Copy the lines starting at the one containing "the truck rear" and ending at the one containing "[(85, 151), (38, 155), (260, 143), (222, 144), (177, 148)]", replacing each "Python list" with "JSON array" and leaving everything else as it is.
"""
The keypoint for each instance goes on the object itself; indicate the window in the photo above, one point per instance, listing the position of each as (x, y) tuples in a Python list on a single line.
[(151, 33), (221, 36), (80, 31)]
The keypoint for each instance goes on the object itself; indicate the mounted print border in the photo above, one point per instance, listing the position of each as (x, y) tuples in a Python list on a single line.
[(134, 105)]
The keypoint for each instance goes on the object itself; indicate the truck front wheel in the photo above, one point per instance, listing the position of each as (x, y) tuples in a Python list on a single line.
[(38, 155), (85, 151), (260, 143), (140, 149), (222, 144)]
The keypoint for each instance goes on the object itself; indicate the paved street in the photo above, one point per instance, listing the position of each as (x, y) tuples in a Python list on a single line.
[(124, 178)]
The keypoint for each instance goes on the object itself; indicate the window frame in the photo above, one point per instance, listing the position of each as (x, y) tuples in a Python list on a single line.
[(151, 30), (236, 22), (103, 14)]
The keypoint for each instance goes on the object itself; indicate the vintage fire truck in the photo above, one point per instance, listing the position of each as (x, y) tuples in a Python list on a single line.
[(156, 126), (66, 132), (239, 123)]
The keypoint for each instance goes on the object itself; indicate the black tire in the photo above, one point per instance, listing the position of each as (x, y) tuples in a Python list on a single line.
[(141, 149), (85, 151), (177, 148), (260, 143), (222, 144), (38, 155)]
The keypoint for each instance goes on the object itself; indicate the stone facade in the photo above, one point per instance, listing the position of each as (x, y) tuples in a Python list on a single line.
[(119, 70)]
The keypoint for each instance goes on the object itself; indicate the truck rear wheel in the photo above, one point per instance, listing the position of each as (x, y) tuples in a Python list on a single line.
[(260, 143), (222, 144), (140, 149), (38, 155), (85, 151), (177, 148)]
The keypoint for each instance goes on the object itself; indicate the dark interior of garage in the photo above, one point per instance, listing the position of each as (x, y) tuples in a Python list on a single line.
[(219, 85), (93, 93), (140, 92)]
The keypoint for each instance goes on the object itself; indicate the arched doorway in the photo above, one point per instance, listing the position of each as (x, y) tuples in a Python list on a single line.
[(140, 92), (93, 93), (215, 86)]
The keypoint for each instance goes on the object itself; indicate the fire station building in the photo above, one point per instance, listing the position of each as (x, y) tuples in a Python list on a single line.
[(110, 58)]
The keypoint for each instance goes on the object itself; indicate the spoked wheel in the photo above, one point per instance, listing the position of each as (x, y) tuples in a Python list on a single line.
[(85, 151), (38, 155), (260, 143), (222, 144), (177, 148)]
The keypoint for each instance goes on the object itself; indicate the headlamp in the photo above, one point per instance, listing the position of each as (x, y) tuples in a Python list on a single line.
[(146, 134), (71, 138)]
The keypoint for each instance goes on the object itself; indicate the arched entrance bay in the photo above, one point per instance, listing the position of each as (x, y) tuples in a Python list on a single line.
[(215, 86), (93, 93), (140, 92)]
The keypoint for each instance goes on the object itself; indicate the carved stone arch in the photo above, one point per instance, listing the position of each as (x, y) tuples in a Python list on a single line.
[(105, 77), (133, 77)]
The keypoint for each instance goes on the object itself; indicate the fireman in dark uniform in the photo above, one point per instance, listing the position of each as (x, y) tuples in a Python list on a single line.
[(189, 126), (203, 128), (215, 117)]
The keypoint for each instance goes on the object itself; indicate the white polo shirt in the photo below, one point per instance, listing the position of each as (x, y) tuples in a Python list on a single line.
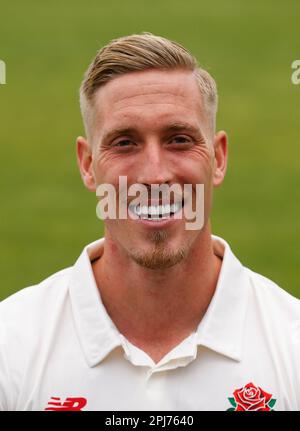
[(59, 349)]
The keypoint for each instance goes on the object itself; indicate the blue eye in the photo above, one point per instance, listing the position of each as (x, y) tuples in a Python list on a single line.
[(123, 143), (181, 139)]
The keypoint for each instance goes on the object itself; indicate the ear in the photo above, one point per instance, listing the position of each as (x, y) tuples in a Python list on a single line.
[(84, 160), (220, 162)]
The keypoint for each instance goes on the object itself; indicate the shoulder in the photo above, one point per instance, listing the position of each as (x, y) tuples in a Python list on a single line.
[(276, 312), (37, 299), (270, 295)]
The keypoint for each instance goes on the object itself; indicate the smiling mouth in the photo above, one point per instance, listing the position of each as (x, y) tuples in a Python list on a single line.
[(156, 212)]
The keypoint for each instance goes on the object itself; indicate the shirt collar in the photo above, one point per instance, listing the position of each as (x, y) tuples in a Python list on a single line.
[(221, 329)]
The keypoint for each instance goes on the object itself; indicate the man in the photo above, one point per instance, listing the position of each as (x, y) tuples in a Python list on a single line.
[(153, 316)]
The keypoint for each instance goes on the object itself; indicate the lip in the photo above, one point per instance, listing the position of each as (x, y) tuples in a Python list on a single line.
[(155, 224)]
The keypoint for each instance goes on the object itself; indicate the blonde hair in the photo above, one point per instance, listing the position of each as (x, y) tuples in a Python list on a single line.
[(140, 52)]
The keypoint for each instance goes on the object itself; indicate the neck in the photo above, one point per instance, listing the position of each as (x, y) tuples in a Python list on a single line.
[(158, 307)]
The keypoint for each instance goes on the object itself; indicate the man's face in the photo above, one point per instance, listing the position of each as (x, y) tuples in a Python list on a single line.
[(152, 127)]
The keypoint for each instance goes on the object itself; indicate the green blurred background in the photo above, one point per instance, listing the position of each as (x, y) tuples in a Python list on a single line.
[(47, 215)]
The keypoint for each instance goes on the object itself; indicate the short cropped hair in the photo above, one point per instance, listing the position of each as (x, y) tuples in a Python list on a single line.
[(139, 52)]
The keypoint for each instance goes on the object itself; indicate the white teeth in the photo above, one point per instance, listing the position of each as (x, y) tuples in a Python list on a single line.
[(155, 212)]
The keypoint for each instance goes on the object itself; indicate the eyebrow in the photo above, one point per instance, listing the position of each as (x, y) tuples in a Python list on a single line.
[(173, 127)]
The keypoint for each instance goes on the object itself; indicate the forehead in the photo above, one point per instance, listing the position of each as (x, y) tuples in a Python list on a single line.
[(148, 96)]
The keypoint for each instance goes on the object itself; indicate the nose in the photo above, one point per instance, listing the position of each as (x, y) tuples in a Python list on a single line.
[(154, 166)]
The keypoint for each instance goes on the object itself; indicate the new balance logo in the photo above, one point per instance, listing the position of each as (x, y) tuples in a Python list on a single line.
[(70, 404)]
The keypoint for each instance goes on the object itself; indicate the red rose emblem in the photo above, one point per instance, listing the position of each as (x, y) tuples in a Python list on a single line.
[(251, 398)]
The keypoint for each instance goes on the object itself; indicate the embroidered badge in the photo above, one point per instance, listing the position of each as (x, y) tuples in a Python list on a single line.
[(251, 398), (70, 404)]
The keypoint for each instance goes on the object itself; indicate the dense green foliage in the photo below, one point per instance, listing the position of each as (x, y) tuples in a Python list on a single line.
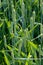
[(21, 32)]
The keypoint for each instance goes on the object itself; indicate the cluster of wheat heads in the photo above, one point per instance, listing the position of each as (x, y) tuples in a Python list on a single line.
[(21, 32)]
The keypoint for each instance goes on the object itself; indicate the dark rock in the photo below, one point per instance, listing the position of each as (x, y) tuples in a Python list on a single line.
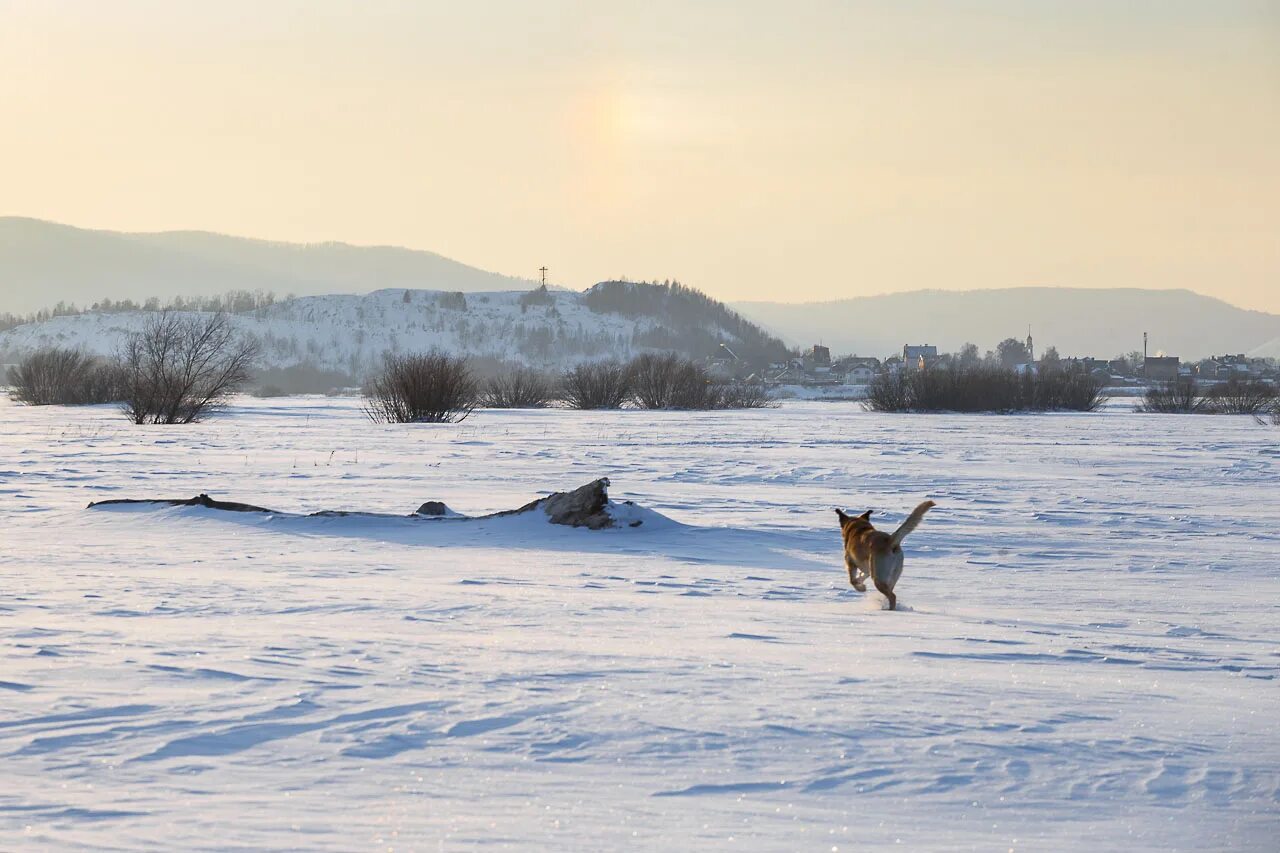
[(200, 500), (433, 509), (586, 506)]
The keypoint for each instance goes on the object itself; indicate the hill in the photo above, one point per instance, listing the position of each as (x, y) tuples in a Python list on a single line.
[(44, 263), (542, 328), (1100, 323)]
"""
"""
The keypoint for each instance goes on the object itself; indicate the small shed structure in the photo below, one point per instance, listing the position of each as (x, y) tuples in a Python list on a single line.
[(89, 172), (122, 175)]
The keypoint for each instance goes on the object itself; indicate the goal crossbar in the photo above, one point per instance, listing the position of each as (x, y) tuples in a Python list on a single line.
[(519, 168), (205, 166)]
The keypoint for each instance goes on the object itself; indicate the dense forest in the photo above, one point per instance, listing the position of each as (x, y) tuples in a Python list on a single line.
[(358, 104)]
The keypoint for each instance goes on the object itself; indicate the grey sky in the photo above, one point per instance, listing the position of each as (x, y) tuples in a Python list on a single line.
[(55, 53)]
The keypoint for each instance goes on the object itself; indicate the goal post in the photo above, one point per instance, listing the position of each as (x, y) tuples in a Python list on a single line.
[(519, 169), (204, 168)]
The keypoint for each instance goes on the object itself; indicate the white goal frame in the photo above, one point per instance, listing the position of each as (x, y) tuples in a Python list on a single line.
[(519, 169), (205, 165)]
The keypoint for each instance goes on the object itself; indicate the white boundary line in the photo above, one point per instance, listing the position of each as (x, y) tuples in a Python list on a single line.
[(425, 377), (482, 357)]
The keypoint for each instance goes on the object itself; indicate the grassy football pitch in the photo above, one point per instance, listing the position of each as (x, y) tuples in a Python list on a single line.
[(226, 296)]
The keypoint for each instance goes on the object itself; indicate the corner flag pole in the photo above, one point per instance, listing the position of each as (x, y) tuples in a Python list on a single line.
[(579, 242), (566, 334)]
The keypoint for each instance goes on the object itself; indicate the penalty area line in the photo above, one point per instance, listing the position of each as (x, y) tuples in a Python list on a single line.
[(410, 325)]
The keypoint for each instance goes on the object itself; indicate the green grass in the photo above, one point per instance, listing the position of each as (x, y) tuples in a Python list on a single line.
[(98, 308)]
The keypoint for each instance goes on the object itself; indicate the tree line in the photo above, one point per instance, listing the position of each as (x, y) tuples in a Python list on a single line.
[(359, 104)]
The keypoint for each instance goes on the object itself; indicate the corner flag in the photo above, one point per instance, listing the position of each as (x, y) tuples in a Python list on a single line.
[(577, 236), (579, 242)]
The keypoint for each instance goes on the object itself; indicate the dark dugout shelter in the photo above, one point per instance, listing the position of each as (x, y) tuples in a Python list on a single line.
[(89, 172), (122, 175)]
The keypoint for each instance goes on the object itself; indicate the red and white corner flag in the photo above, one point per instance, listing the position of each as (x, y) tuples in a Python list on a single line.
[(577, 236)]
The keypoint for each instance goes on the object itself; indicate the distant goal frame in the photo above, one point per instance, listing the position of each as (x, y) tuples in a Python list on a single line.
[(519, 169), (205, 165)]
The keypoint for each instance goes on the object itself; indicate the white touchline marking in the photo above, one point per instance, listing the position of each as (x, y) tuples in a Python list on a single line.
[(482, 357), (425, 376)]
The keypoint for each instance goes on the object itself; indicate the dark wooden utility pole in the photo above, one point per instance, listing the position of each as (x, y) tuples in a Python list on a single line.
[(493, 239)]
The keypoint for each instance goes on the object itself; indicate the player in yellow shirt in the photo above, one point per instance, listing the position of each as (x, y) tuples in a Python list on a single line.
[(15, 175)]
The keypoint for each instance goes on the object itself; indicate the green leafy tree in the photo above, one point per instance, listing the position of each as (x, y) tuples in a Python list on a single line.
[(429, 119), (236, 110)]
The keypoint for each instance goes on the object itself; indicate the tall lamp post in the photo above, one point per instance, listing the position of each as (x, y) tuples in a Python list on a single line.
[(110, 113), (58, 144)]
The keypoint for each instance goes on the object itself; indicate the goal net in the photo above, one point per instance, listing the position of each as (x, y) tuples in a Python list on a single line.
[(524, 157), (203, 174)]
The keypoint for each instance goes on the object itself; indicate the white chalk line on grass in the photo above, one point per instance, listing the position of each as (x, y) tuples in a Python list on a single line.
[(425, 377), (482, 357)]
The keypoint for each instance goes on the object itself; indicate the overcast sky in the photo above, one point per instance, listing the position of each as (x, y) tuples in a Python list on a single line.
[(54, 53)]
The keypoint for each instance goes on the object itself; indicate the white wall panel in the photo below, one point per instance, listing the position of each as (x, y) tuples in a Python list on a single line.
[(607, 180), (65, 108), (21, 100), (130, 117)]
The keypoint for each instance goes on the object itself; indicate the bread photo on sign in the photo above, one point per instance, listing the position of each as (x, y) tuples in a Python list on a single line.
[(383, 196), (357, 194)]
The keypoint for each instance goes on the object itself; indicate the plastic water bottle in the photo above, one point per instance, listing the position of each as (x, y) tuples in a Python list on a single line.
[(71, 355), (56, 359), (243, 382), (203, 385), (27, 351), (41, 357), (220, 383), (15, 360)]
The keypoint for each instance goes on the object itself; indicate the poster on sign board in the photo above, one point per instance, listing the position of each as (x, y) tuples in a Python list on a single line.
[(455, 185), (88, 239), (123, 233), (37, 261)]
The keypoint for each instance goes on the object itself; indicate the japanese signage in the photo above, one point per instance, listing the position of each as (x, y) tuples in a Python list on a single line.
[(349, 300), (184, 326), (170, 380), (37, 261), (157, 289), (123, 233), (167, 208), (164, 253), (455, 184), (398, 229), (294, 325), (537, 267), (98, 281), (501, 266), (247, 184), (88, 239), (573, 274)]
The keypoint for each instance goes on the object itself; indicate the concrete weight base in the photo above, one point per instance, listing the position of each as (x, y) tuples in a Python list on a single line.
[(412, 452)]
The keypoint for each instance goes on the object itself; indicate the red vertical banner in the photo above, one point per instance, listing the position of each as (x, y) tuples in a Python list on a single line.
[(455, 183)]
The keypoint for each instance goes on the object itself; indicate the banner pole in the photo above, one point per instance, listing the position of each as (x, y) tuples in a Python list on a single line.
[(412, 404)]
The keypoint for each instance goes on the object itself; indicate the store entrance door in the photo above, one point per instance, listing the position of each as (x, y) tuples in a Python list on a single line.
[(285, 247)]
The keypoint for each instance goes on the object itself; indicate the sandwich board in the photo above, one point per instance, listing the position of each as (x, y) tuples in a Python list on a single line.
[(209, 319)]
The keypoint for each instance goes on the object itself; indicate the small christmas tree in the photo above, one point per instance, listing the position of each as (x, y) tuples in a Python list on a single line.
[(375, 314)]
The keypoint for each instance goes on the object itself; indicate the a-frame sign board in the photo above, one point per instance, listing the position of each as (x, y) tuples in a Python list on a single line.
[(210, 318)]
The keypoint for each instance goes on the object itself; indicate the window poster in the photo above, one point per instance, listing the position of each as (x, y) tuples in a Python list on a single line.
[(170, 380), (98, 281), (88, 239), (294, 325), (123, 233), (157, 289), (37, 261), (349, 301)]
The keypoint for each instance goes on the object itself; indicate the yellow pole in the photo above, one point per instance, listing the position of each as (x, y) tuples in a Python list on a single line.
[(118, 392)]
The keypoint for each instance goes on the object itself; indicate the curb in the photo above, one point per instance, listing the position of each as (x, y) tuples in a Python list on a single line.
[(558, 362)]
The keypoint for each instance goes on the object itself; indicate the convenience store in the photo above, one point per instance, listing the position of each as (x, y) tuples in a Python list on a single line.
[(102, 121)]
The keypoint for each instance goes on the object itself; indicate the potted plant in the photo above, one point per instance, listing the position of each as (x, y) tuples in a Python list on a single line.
"""
"""
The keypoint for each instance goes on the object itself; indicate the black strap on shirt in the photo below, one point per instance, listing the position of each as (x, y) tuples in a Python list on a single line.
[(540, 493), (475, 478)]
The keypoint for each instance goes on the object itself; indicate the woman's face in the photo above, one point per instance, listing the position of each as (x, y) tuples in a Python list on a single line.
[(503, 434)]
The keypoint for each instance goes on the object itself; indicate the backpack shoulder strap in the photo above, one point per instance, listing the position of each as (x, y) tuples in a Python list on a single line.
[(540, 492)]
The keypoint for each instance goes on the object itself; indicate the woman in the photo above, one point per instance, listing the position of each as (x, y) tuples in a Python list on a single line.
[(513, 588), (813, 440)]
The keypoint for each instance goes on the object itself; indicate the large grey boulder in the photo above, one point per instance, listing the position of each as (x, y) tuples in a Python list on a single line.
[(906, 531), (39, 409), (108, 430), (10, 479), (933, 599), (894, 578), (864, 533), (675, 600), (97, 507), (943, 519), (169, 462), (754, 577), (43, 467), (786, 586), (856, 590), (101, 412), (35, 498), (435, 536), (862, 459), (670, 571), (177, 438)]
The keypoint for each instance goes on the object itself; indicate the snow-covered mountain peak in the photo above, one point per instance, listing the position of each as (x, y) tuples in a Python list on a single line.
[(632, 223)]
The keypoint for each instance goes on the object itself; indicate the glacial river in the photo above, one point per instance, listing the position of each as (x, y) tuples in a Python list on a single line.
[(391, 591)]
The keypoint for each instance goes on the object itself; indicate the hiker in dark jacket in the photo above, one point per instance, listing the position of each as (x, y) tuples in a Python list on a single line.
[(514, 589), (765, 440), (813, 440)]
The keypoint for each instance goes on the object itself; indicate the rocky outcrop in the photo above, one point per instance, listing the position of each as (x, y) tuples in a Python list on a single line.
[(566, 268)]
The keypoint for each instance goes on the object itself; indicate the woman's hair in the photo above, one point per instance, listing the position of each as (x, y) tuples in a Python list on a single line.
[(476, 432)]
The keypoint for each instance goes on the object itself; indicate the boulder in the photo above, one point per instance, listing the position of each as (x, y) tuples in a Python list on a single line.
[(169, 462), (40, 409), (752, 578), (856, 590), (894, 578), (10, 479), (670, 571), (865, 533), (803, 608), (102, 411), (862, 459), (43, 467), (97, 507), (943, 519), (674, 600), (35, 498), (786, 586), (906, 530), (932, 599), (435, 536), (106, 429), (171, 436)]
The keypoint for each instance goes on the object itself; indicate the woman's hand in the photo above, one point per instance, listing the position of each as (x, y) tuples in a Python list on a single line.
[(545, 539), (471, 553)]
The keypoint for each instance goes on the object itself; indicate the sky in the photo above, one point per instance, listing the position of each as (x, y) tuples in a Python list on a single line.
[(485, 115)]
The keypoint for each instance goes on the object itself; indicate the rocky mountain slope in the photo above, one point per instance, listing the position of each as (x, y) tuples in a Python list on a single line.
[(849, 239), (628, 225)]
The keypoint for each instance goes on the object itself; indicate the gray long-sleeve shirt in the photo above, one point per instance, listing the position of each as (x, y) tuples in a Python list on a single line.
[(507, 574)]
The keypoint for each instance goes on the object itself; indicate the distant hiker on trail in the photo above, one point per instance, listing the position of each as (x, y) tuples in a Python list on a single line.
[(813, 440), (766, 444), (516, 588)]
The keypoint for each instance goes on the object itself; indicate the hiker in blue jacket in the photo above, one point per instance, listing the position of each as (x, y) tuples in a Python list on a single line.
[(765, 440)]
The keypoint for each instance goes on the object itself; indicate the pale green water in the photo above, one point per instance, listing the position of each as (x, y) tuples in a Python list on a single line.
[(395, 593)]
"""
- _The reply_:
The keypoint for each instance goes on the object itself; indicate the truck rear wheel in the photo above, one point per instance, listing the position of each as (x, y) tuples in a JSON array on a single line.
[(260, 143), (222, 144), (140, 149), (38, 155), (85, 151), (177, 148)]
The keypoint for each instance goes on the object itself; indicate the dark interior of garage in the photo above, one point per instance, listing the position of each as (x, y) tuples in a JSON array on a single line.
[(219, 85), (93, 93), (140, 92)]
The keypoint for each instance goes on the object itself; indicate the arched doorway in the photo above, one point per instance, listing the position of each as (x, y) tuples in a JSON array on a single line.
[(140, 92), (93, 93), (215, 86)]
The keypoint for each instance goes on the object itself; indicate the fire station building in the photo above, one point per instance, listing the position of each as (x, y) tuples in a JSON array on a single line.
[(110, 58)]
The keypoint for each instance goes on the object itself; indicate the spoked wheel in the photo above, one point per instance, listing the position of each as (x, y) tuples in a JSON array on a single line.
[(85, 151), (38, 155), (260, 143), (222, 144), (177, 148)]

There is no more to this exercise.